> **Brief 1**:
In the Equinox campaign column, reproduce the passage between "Similarly, a series" and "and streaming channels.", inclusive, changing "gritty" to "candid".
> **Brief 2**:
According to the Equinox campaign column, how long is the campaign's hero spot?
> **Brief 3**:
List every platform or channel that the Equinox campaign column says "Question Everything But Yourself" will run across.
*** Opening Text block ***
Campaign Trail is our analysis of some of the best new creative efforts from the marketing world. View past columns in the archives here.
Equinox has long used the New Year as an occasion to roll out provocative and irreverent campaigns that turn fitness, resolutions and culture on its head. Its latest effort, “Question Everything But Yourself,” continues that rebellious streak by tackling an age of unreality that is being exacerbated by the meteoric rise of artificial intelligence.
The campaign’s 30-second hero spot is an adrenaline rush of computer-generated oddities, including a woman biting into a dog to reveal gooey cake, two U.S. presidents arm wrestling, “Mona Lisa” kissing “Girl with a Pearl Earring,” and a bunch of surfing popes and animals, among other things, diving into pools, attacking people and wearing rollerskates.
Similarly, a series of creative assets juxtapose dispatches from the uncanny valley — a bikini babe with three breasts, an overpumped muscle man, a baby dictator, and others next to gritty photos of toned — and real — fitness models. “Question Everything But Yourself” will run across digital and social platforms, print, out-of-home and streaming channels.
*** Closing Text block ***
*** Opening Records ***
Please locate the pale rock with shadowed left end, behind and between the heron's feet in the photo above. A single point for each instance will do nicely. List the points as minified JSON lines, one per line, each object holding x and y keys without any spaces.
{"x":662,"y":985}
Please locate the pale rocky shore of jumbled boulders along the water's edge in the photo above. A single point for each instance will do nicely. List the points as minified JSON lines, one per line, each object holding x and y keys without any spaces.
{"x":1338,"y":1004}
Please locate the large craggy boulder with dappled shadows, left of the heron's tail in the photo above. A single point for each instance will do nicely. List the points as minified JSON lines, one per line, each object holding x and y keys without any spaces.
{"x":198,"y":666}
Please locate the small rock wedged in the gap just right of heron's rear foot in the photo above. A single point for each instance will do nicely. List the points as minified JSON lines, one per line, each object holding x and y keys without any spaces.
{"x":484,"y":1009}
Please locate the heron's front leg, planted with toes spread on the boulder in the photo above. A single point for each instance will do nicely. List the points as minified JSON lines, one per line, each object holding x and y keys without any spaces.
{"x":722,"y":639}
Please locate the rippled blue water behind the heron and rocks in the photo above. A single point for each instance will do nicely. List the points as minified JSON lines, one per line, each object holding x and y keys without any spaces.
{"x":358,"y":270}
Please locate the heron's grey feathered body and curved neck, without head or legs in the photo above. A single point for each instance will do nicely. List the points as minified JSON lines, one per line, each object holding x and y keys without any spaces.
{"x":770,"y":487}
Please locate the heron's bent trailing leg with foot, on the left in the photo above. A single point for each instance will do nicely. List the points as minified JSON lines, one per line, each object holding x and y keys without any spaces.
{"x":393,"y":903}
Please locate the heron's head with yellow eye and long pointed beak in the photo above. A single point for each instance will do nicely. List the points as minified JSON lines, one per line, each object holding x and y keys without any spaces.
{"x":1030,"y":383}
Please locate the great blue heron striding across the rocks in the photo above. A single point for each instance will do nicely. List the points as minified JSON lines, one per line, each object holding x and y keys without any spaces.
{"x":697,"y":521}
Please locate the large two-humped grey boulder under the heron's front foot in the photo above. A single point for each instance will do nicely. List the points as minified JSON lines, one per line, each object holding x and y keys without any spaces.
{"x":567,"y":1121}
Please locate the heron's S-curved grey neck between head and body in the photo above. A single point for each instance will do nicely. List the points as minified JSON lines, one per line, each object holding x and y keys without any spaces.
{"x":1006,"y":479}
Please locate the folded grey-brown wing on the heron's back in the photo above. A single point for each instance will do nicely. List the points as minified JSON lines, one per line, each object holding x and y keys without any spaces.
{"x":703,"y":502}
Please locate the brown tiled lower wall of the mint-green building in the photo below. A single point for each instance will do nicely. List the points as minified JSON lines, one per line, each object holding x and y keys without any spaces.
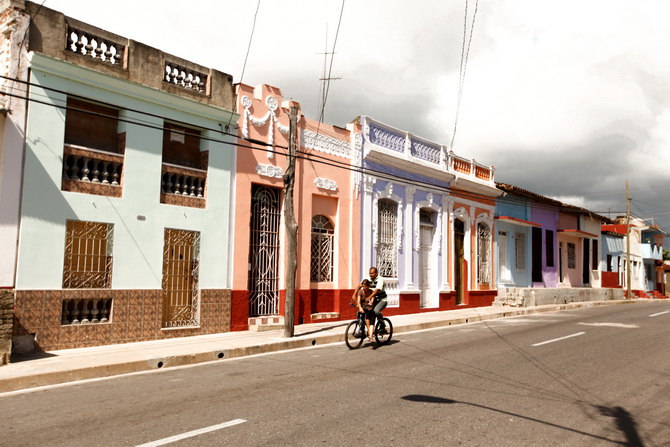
{"x":136,"y":316}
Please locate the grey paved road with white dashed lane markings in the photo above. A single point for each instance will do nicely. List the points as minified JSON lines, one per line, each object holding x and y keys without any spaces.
{"x":587,"y":377}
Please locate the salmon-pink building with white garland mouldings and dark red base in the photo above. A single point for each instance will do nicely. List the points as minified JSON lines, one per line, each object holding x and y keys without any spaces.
{"x":326,"y":211}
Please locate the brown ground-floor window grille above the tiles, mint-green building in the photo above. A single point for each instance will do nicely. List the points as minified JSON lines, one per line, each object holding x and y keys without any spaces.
{"x":88,"y":255}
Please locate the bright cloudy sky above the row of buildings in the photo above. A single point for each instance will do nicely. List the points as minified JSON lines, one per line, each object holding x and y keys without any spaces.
{"x":568,"y":99}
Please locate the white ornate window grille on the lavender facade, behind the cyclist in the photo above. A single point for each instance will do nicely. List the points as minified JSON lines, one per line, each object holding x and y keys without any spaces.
{"x":387,"y":251}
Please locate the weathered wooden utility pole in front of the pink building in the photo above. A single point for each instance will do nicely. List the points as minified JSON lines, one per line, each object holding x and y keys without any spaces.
{"x":291,"y":225}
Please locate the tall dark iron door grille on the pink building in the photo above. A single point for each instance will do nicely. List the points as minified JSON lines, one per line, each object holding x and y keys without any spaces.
{"x":264,"y":251}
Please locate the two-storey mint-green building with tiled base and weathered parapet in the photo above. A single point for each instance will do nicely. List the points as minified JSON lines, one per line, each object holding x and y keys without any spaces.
{"x":125,"y":216}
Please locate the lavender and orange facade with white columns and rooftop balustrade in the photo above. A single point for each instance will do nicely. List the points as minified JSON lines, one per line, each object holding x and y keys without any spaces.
{"x":426,"y":220}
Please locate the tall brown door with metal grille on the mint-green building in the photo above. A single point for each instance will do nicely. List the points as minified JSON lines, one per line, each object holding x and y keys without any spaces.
{"x":181,"y":261}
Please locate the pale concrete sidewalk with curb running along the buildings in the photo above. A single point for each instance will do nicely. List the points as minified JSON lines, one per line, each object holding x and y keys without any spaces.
{"x":70,"y":365}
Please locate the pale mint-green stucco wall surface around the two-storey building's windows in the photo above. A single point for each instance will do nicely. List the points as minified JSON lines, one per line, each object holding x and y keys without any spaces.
{"x":138,"y":216}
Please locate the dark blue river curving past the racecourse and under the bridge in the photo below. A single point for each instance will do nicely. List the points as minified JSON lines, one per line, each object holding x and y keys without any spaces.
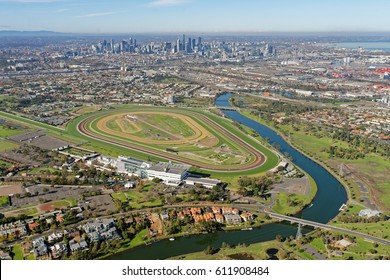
{"x":330,"y":196}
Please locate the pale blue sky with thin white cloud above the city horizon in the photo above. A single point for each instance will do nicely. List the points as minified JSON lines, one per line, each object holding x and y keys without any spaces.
{"x":212,"y":16}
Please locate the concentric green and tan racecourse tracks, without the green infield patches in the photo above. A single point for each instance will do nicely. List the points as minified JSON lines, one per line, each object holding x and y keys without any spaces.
{"x":203,"y":126}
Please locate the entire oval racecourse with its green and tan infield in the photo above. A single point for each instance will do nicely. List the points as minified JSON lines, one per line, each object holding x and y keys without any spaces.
{"x":187,"y":136}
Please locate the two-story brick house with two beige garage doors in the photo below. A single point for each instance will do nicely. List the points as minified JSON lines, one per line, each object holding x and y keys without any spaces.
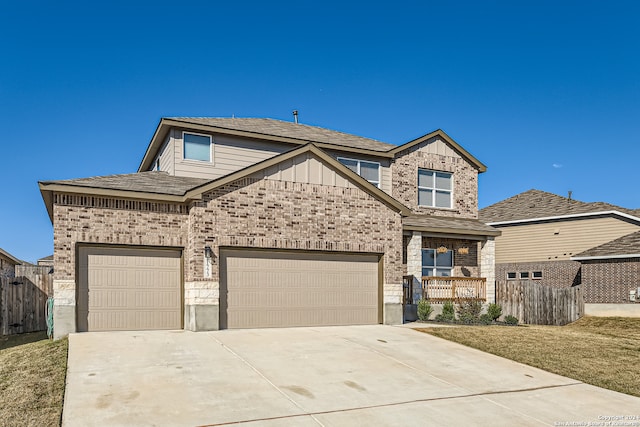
*** Closing Records ***
> **Task result 1**:
Similarly, a series of creative assets juxtapose dispatches from the uncanny valley — a bikini babe with three breasts, an overpumped muscle man, a baby dictator, and others next to candid photos of toned — and real — fitness models. “Question Everything But Yourself” will run across digital and social platforms, print, out-of-home and streaming channels.

> **Task result 2**:
30 seconds.

> **Task result 3**:
Digital, social platforms, print, out-of-home, streaming channels